* Excerpted text
==*==

Predictably Irrational: The hidden forces that shape our decisions. Harper Collins 2008. Reviewed by Eric Crampton

The New York Times reported last August the going horribly awry of a US Congressional initiative shaming Congressmen by publishing the number and value of “earmarked” appropriations, which typically are excoriated as pork-barrel waste. Rather than encouraging shame and restraint, the transparency initiative instead caused Congressmen to compare their earmark successes with those of their colleagues and to work ever-harder to secure greater federal funding for their own districts. Nobody wants to be the Congressman who brought home the least money, and each will compare himself to some other who’s done better. Dan Ariely doesn’t tell this story in his new book, Predictably Irrational: The Hidden Forces That Shape Our Decisions, but I wish he had. We’ll come back to this.

Ariely adeptly summarizes and popularizes groundbreaking recent research in behavioural economics: a field which he’s done a fair bit to advance. Behavioural economists experiment on real people to find the ways that they deviate from economists’ standard assumptions about how folks behave. Ariely argues that people not only deviate from rationality postulates but that their errors are systematic. So, individuals tend to compare themselves to others in deciding how well off they are; context and framing oughtn’t, but do, matter a lot in determining how individuals value products; we procrastinate and often choose short-term gains over things that pay off in the longer term. People in the economics lab often behave in ways that seem less than optimal.

==*==

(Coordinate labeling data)
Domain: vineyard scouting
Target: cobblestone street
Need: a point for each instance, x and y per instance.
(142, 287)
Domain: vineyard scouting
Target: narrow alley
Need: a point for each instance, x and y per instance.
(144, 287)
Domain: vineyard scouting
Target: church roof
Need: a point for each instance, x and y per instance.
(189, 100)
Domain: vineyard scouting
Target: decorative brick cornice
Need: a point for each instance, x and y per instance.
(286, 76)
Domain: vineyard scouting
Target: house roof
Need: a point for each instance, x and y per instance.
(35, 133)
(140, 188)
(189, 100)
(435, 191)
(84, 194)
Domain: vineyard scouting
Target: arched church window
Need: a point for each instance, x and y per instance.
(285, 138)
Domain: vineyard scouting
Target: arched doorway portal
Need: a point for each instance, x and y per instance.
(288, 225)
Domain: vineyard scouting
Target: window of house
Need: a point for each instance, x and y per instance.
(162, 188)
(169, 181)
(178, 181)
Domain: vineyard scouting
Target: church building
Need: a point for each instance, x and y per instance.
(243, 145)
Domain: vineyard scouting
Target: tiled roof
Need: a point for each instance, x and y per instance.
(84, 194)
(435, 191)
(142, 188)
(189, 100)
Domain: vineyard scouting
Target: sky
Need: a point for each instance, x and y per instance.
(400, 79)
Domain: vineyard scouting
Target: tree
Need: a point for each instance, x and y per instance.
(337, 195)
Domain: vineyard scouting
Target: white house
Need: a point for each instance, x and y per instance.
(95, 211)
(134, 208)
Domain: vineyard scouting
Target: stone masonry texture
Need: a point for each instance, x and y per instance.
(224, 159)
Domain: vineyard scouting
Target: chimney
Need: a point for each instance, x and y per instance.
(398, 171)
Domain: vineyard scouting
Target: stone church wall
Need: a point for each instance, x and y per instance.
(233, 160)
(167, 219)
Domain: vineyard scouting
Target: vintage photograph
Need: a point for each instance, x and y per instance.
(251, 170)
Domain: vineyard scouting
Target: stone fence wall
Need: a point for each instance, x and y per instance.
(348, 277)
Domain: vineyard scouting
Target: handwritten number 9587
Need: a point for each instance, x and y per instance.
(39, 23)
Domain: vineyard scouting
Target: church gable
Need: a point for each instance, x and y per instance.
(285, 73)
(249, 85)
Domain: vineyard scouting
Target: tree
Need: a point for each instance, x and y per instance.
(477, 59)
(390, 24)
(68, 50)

==*==

* Instructions
[1] In the review of Predictably Irrational, what did the transparency initiative lead Congressmen to do instead of encouraging shame and restraint?
[2] From the review of Predictably Irrational, output the passage starting with "Ariely adeptly summarizes" and going on through "less than optimal.".
[3] Write the next part of the Predictably Irrational review, picking up right after its final sentence.

* Responses by task
[1] It led them to compare their earmark successes with their colleagues' and to work even harder to secure more federal funding for their own districts.

[2]
Ariely adeptly summarizes and popularizes groundbreaking recent research in behavioural economics: a field which he’s done a fair bit to advance. Behavioural economists experiment on real people to find the ways that they deviate from economists’ standard assumptions about how folks behave. Ariely argues that people not only deviate from rationality postulates but that their errors are systematic. So, individuals tend to compare themselves to others in deciding how well off they are; context and framing oughtn’t, but do, matter a lot in determining how individuals value products; we procrastinate and often choose short-term gains over things that pay off in the longer term. People in the economics lab often behave in ways that seem less than optimal.

[3]
He then takes things a step further by bringing the experiments out to the field and seeing how people behave in the real world. Ariely runs his experiments in bars and cafeterias; he secretly stashes cases of pop or plates of cash in university dormitory common fridges and monitors how long it will take for either to be stolen; he asks individuals how sexually stimulating various scenarios seem and how likely they’d be to engage in risky or immoral behaviours, both in the cold of the lab and after being left alone in a room with a computer well stocked with pornography. He even runs small experiments on the trick-or-treating children who come to his door seeking Halloween candy. In short, MIT has a far more accommodating human ethics review committee than does Canterbury, making the book a stimulating read to say the least.

Taken as a set of lessons for self-improvement, the book is very good. Emotions, relative comparisons, social norms, context and framing effects, and weakness of will affect all of us; the book provides a few strategies for overcoming our biases. Of course, the devising of strategies for overcoming things like weakness of will are hardly new: Odysseus came up with a rather nice one several thousand years ago by tying himself to the mast to resist the sirens’ call; Stephen King proposed another 30 years ago when he imagined a company, Quitters Inc., that would help you quit smoking by imposing physical punishment on both you and your family should you fail to quit. Economics blogs recently have had a bit of fun in proposing mechanisms for weight loss whereby you pay a friend $1000 today that he gets to keep should you fail to lose the promised 5kg by the end of the year.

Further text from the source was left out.